Si ma mémoire est bonne, il me semble que l'idée de progrès, consubstantiellement occidentale, a été largement portée par l'espoir d'alléger la peine liée au travail et à sa durée au cours d'une vie.
Moyennant quoi, il y a selon moi, dans ces mesures d'allongement du temps de travail qu'on prétend justifier par l'allongement de la durée de la vie (c'est-à-dire par un progrès), un très sournois venin que s'inoculent à eux-mêmes les Occidentaux, un très pernicieux reniement d'eux-mêmes par l'adoption d'une résignation sans confiance, la pire de toutes.
Je crains qu'on mesure très mal la sourde désillusion qu'elles distillent, ces mesures, dans l'esprit des Occidentaux, les privant de leur confiance en eux-mêmes, avec toutes les conséquences psychologiques et morales que cela peut entraîner, assez semblables à celles qu'éprouve quiconque a été victime d'une formidable publicité mensongère, ne s'en vante évidemment pas, peut s'y résigner par nécessité, mais conserve à jamais le sentiment démoralisant d'avoir été berné.
C'est tout à l'honneur des Français d'être, parmi les Européens, ceux qui regimbent le plus à cette prétendue “'évidente nécessité” de partir à la retraite de plus en plus tard. Ils montrent par là leur fidélité au rêve occidental. Mais ils sont priés, ces songe-creux impénitents, de “voir les choses en face”, d'être “réalistes”, de bien vouloir fourrer dans leur archaïque caboche “qu'on peut pas faire autrement”, on leur rappelle que l'espérance de vie après soixante-cinq ans était de six ans en 1945 et qu'elle est de douze aujourd'hui. Comment ? Douze ans à se “rouler les pouces aux frais de la princesse ” ! Et puis quoi encore et d'abord qui va payer ?

_Données extraites_
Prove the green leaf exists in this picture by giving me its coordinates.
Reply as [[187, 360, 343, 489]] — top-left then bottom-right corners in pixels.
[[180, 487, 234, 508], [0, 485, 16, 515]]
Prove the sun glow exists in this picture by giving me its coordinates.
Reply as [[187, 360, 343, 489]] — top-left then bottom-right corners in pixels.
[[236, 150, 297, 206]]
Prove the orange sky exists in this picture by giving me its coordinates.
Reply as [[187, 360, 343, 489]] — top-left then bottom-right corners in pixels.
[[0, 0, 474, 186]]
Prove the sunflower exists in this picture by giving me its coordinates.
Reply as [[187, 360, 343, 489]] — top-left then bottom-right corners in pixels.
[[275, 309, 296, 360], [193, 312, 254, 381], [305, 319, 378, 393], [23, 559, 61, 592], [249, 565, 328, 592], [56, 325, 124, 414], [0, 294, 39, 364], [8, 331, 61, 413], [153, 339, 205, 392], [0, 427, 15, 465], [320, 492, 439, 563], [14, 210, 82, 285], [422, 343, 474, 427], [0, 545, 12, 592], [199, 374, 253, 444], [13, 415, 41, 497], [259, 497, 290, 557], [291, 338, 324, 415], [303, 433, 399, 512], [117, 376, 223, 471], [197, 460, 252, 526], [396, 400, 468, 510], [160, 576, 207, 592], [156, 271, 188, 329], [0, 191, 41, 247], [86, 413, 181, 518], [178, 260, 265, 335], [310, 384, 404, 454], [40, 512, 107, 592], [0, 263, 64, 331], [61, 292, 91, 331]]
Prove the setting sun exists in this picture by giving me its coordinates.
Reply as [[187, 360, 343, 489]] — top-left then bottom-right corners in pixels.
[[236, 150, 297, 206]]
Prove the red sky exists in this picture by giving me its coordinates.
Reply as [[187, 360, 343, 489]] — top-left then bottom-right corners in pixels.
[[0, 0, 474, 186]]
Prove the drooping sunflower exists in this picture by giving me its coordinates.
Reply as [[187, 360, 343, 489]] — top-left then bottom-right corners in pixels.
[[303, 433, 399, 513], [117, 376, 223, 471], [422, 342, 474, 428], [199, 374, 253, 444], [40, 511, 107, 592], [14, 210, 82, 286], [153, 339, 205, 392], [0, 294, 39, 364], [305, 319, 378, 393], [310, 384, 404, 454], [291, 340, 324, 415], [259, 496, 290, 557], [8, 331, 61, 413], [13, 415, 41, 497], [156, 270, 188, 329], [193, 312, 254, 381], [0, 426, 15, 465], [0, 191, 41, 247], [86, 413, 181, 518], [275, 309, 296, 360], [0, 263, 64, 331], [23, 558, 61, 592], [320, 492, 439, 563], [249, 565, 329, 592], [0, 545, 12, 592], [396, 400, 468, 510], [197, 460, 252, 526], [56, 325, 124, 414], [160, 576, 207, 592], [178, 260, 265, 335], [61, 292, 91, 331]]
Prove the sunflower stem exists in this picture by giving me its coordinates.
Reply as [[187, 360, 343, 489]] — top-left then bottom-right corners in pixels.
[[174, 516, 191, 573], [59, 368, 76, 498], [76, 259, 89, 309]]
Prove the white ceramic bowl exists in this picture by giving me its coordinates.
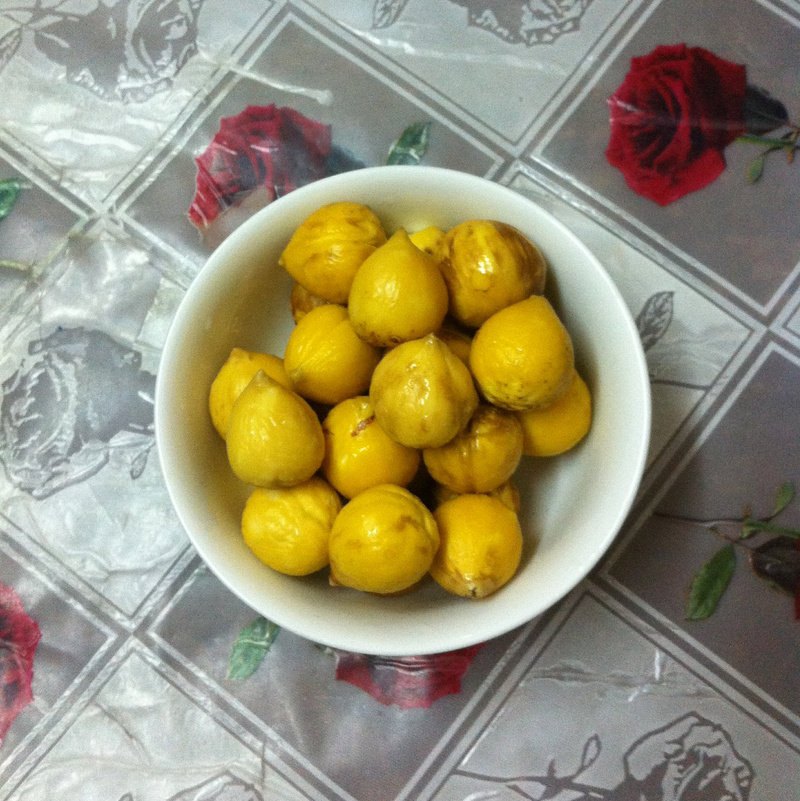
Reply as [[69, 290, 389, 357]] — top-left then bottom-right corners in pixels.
[[155, 166, 650, 656]]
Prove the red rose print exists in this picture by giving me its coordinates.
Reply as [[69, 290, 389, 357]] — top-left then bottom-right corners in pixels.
[[189, 104, 331, 229], [606, 44, 747, 206], [336, 644, 483, 709], [0, 584, 41, 745]]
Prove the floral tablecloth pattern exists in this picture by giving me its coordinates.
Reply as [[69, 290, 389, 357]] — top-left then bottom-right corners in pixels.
[[0, 0, 800, 801]]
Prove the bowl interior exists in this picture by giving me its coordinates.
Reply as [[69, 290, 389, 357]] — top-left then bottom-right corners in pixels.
[[156, 167, 650, 655]]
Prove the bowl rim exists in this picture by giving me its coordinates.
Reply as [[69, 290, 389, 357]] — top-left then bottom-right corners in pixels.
[[154, 165, 652, 655]]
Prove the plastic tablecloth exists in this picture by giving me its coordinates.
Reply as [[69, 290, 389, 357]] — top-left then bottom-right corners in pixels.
[[0, 0, 800, 801]]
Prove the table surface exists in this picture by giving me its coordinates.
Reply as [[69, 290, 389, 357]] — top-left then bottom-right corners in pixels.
[[0, 0, 800, 801]]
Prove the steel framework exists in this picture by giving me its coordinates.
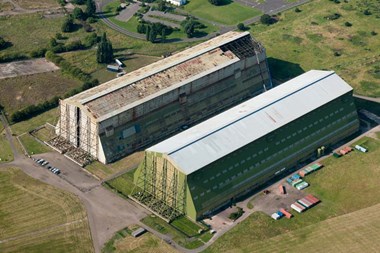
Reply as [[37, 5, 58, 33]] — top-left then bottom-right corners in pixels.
[[131, 156, 186, 222]]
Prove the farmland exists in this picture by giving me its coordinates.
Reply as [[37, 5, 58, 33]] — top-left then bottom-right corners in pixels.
[[184, 0, 261, 25], [205, 137, 380, 252], [0, 121, 13, 163], [0, 71, 80, 114], [0, 168, 93, 252], [251, 0, 380, 96]]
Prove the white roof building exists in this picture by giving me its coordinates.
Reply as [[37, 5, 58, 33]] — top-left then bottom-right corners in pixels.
[[148, 70, 352, 175]]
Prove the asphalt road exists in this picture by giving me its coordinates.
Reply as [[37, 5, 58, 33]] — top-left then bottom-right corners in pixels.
[[0, 115, 149, 253]]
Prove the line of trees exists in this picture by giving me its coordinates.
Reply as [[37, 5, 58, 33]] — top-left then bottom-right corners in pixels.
[[96, 33, 113, 63]]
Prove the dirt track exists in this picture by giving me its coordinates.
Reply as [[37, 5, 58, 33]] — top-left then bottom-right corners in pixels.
[[0, 115, 149, 253]]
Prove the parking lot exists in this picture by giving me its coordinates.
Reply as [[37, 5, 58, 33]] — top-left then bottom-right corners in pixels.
[[33, 152, 101, 192]]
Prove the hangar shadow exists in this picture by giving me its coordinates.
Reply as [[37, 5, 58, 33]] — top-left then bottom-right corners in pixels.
[[268, 57, 305, 85]]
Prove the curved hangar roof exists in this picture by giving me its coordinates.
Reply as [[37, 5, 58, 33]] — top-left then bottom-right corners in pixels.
[[147, 70, 352, 174]]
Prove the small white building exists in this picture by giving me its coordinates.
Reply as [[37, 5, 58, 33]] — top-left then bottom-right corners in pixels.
[[165, 0, 186, 6]]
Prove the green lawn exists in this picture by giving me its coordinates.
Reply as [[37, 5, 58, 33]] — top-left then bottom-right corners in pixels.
[[19, 134, 51, 155], [250, 0, 380, 96], [205, 137, 380, 252], [85, 152, 144, 180], [0, 122, 13, 163], [0, 71, 81, 114], [184, 0, 262, 25], [103, 2, 218, 40], [0, 168, 94, 253], [102, 226, 177, 253], [11, 108, 59, 135], [0, 14, 64, 55]]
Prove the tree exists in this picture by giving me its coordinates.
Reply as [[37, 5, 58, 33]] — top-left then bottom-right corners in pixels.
[[49, 38, 58, 48], [146, 25, 152, 41], [0, 37, 7, 50], [96, 33, 113, 63], [208, 0, 223, 6], [237, 23, 246, 31], [61, 16, 74, 33], [157, 0, 167, 11], [86, 0, 96, 17], [73, 7, 85, 20]]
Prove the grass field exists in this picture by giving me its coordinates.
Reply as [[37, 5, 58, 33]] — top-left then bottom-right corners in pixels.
[[11, 108, 59, 135], [0, 168, 93, 253], [86, 152, 144, 179], [62, 49, 160, 83], [102, 227, 177, 253], [0, 71, 81, 114], [103, 2, 218, 39], [184, 0, 262, 25], [19, 134, 51, 155], [13, 0, 60, 9], [0, 13, 64, 55], [0, 122, 13, 163], [205, 137, 380, 252], [251, 0, 380, 96]]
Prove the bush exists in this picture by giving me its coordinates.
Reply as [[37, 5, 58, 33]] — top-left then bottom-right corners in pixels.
[[0, 37, 7, 50], [61, 17, 74, 33], [83, 33, 99, 48], [0, 53, 29, 62], [73, 7, 86, 20]]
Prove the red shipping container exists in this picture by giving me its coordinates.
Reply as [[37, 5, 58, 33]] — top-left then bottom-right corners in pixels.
[[306, 194, 320, 203], [280, 208, 293, 219], [293, 202, 306, 211], [304, 196, 317, 205]]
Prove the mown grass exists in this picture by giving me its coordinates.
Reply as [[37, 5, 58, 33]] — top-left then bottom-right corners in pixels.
[[11, 108, 59, 135], [184, 0, 261, 25], [141, 215, 212, 249], [0, 122, 13, 163], [0, 13, 64, 55], [103, 2, 218, 39], [85, 152, 144, 179], [0, 71, 81, 114], [102, 226, 177, 253], [205, 137, 380, 252], [250, 0, 380, 96], [104, 170, 135, 196], [19, 134, 51, 155], [0, 168, 94, 253], [12, 0, 60, 9]]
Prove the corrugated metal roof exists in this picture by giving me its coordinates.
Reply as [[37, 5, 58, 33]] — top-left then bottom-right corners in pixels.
[[66, 31, 250, 120], [148, 70, 352, 174]]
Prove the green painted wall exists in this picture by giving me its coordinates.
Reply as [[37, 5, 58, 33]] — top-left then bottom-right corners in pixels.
[[187, 93, 359, 218]]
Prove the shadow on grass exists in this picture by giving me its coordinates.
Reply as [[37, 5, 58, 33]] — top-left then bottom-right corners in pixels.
[[268, 57, 305, 82]]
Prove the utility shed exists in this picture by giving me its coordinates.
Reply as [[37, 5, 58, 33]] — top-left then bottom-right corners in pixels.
[[133, 70, 359, 220], [50, 32, 272, 163]]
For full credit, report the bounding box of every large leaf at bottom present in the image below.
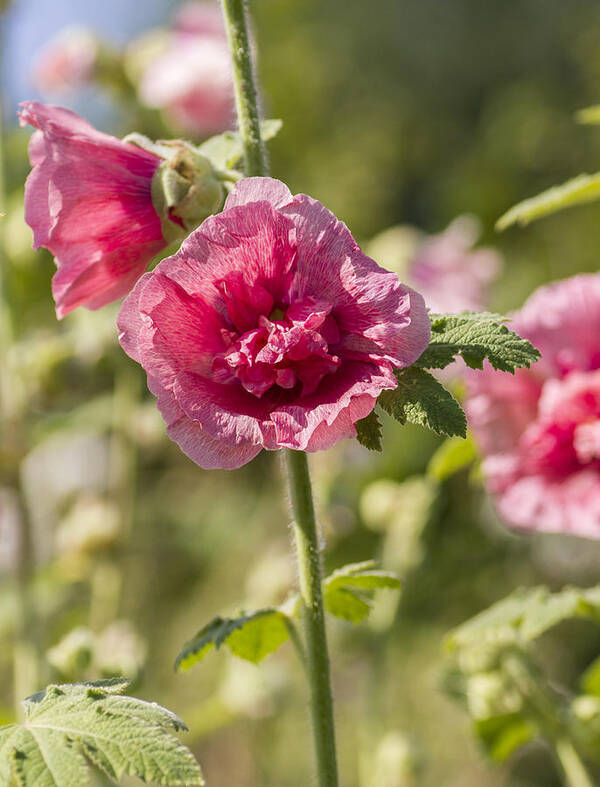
[0,679,204,787]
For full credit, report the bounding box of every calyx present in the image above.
[124,134,225,241]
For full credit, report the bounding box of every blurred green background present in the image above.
[0,0,600,787]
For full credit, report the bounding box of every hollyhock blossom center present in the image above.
[520,371,600,478]
[119,178,430,469]
[466,274,600,539]
[212,291,341,398]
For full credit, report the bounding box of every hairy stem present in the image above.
[285,449,338,787]
[222,0,268,176]
[222,0,338,787]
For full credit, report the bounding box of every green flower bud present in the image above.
[124,133,225,242]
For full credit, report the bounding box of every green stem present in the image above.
[222,0,268,176]
[554,738,594,787]
[285,449,338,787]
[222,0,338,787]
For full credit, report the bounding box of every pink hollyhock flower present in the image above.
[138,2,234,136]
[19,101,167,319]
[368,216,502,312]
[407,216,502,312]
[173,0,225,38]
[119,178,430,469]
[466,274,600,538]
[33,26,99,94]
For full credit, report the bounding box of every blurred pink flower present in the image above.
[138,2,234,136]
[32,26,98,95]
[407,216,502,312]
[173,0,225,38]
[466,274,600,538]
[19,101,167,318]
[119,178,430,469]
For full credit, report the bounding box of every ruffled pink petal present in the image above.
[20,102,165,317]
[280,194,431,368]
[225,178,292,210]
[151,202,295,312]
[510,274,600,377]
[498,470,600,539]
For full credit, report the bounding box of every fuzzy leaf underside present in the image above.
[473,713,538,762]
[427,437,476,481]
[447,585,600,649]
[354,410,382,451]
[416,312,540,372]
[496,172,600,230]
[323,560,401,623]
[175,560,401,670]
[377,368,467,437]
[198,120,283,169]
[0,679,204,787]
[175,608,289,670]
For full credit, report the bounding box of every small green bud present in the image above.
[152,140,225,240]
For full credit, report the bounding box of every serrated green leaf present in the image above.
[416,312,540,372]
[0,679,204,787]
[447,586,600,648]
[175,608,289,670]
[377,368,467,437]
[473,713,537,762]
[575,104,600,126]
[496,172,600,230]
[354,410,382,451]
[427,437,475,481]
[323,560,401,623]
[198,120,283,169]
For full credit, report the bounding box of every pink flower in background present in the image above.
[407,216,502,312]
[119,178,430,468]
[173,0,225,38]
[19,101,167,318]
[138,2,234,136]
[32,26,98,95]
[466,274,600,538]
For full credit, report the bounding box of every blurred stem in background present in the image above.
[0,16,41,716]
[89,355,140,632]
[222,0,338,787]
[503,650,594,787]
[284,448,338,787]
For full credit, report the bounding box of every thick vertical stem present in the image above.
[222,0,268,176]
[222,0,338,787]
[285,449,338,787]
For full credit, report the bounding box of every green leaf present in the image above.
[198,120,283,169]
[496,173,600,230]
[580,656,600,697]
[377,368,467,437]
[575,104,600,126]
[175,608,289,670]
[354,410,382,451]
[323,560,401,623]
[416,312,540,372]
[474,713,538,762]
[0,679,204,787]
[427,437,475,481]
[447,585,600,648]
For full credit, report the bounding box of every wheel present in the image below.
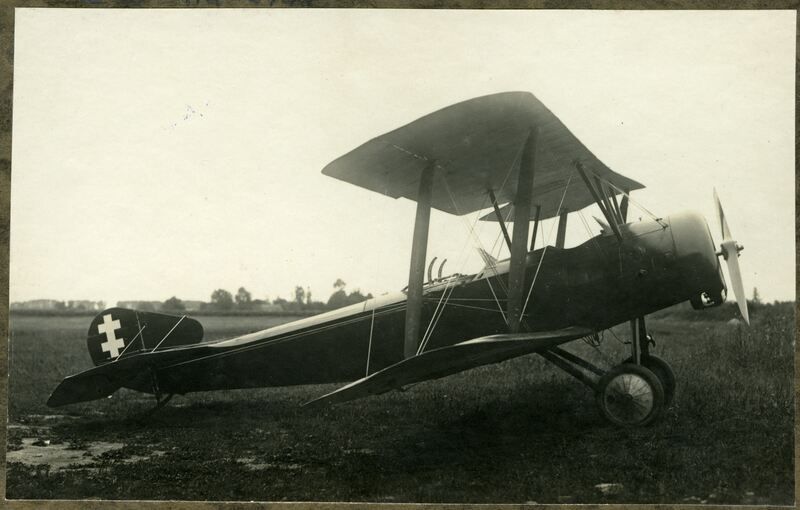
[597,363,664,427]
[623,354,676,407]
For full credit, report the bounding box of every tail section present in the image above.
[86,308,203,365]
[47,308,203,407]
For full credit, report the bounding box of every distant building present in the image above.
[67,299,106,311]
[255,302,283,312]
[117,301,164,312]
[182,299,206,312]
[9,299,65,310]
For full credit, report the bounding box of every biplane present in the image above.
[48,92,749,426]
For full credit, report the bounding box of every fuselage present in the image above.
[145,213,725,393]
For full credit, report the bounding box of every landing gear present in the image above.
[597,363,664,427]
[623,354,676,407]
[541,317,675,427]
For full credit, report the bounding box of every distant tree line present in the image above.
[161,278,373,313]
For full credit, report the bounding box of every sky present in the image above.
[10,9,795,304]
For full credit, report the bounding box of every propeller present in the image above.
[714,189,750,325]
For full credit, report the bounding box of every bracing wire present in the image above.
[521,174,572,316]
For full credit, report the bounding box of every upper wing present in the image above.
[322,92,644,219]
[308,327,593,404]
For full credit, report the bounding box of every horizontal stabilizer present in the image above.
[86,308,203,365]
[47,372,121,407]
[306,327,593,405]
[322,92,643,219]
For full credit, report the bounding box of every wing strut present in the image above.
[575,161,622,241]
[489,188,511,251]
[530,205,542,251]
[556,210,569,248]
[508,127,539,333]
[403,161,436,358]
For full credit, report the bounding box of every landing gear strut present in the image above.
[542,317,675,427]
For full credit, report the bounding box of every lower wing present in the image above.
[305,327,594,405]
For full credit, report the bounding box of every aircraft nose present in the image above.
[668,212,725,304]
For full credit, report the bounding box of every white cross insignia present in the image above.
[97,314,125,359]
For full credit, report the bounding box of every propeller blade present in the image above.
[619,195,628,223]
[714,188,731,242]
[714,189,750,326]
[722,240,750,326]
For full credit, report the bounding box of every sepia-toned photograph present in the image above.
[5,8,796,505]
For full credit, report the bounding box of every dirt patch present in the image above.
[6,437,125,470]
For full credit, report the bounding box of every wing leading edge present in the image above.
[305,327,593,405]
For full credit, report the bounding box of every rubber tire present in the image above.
[623,354,677,407]
[595,363,665,428]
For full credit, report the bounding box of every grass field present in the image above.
[7,304,795,505]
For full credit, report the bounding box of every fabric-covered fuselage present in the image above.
[148,213,724,393]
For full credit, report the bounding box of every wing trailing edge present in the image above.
[304,327,594,405]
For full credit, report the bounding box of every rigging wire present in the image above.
[520,174,572,316]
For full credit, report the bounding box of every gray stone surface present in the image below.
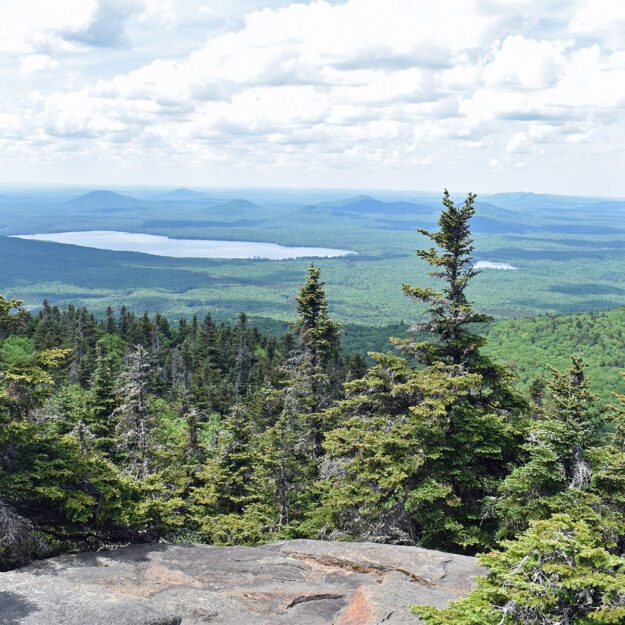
[0,540,483,625]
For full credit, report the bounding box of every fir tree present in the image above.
[115,345,153,479]
[415,515,625,625]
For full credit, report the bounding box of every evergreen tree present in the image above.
[115,345,153,479]
[194,406,259,544]
[415,515,625,625]
[495,355,607,535]
[394,189,522,411]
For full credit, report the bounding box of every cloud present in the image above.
[0,0,625,190]
[568,0,625,47]
[62,0,145,48]
[484,35,566,89]
[20,54,58,76]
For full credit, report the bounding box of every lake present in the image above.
[14,230,355,260]
[475,260,516,271]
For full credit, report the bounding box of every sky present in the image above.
[0,0,625,197]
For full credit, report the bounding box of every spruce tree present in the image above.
[394,189,523,410]
[415,514,625,625]
[115,345,154,479]
[495,355,608,536]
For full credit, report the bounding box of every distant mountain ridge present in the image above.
[63,190,145,212]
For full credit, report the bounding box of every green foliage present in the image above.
[415,514,625,625]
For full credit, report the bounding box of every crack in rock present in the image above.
[285,551,436,588]
[286,593,345,610]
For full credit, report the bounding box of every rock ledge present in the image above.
[0,540,484,625]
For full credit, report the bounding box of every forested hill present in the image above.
[0,192,625,625]
[485,308,625,401]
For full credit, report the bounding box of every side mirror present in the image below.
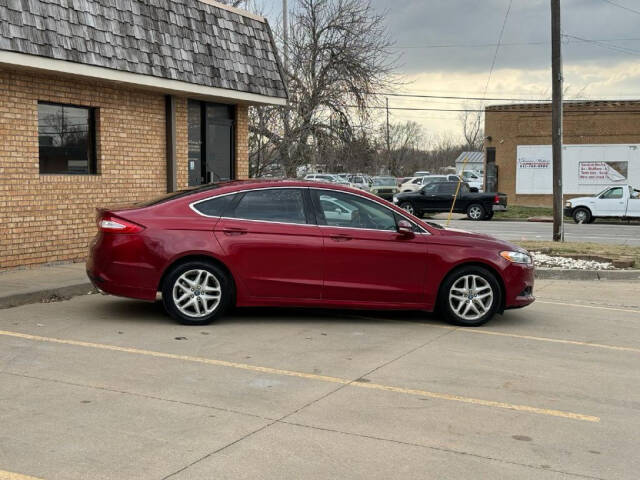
[397,219,413,236]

_Exercices à résoudre_
- a) Selon le texte sur l'allongement du temps de travail, pourquoi est-il tout à l'honneur des Français de refuser un départ à la retraite de plus en plus tardif ? Répondez en une à trois phrases.
- b) Reprenez le texte sur l'allongement du temps de travail à la suite de sa dernière phrase.

_Réponses_
- a) Parmi les Européens, ce sont eux qui regimbent le plus contre cette prétendue « évidente nécessité ». Ils montrent ainsi leur fidélité au rêve occidental : un progrès qui devait alléger la peine liée au travail et à sa durée au cours d'une vie.

- b)
Chacun sait qu'il n'y a pas d'argent en circulation, pas le moindre kopeck, les poches de rétention des capitaux sont des fantasmes de gauchistes "partageux" et pleins de ressentiment, l'extraordinaire écart qui se creuse entre les revenus n'a absolument rien à dire sur le financement des retraites, non, non et non ! Ce qu'il est en revanche impératif de rendre possible, c'est que seuls les vieillards soient légitimement autorisés à se retirer du monde du travail. Six ans de retraite avant la mort, c'était en somme une excellente programmation, la société glissait la pièce à un quidam usé qui n'avait guère le temps de s'ennuyer; dix ans, ce n'est pas “réaliste”, démographiquement et économiquement parlant et puis, surtout, hein, qu'est-ce qu'il va bien pouvoir foutre, le quidam, pendant une décennie sans turbin ?
Ainsi, l'allongement de la durée de la vie obtenu par les succès de la science occidentale aurait pour première conséquence l'allongement du temps de travail ? Les “nouvelles données physiques et médicales” auraient accouché de ça : on vivrait plus pour être plus longtemps sous la contrainte d'un emploi du temps qui ne nous appartient pas ? C'était bien la peine de se donner avec un tel enthousiasme à la recherche médicale, à l'amélioration des conditions de vie, sans se soucier de ce qu'on ferait de ces années gagnées !
On peut se résigner à “l'évidente nécessité”, on peut faire contre mauvaise fortune bon cœur, se raccrocher à des “gratifications” psychologiques, mais il faut qualifier ces mesures d'allongement du temps de travail par un nom que tout le monde a en tête : régression, reniement des valeurs occidentales sur fond d'une propagande féroce en faveur d'une conception maniaco-dépressive de l'existence selon laquelle on ne saurait montrer qu'on est “encore bon à quelque chose”, qu'on est vivant, qu'au travers d'une activité salariée.
Certes, il existe des “métiers”, si c'est bien le mot, pour lesquels, en effet, le concept de “retraite” n'a aucun sens et cela, peut-être, biaise le jugement de certains. Dutilleux ne prend pas sa retraite, Claude Levi-Strauss ne prend pas sa retraite, Jacqueline de Romilly ne prend pas sa retraite, Picasso ne prend pas sa retraite, Cervantes non plus que Borges ne prennent leur retraite et le plus obscur des artistes, des chercheurs ou des philosophes, s'il est sincère, ne quitte la pratique de son art que les pieds devant, sauf à avoir perdu la raison. Ceux-là ne prennent pas leur retraite parce qu'à proprement parler ils ne travaillent pas ou, ce qui revient au même, ils travaillent constamment, jusque dans leur sommeil.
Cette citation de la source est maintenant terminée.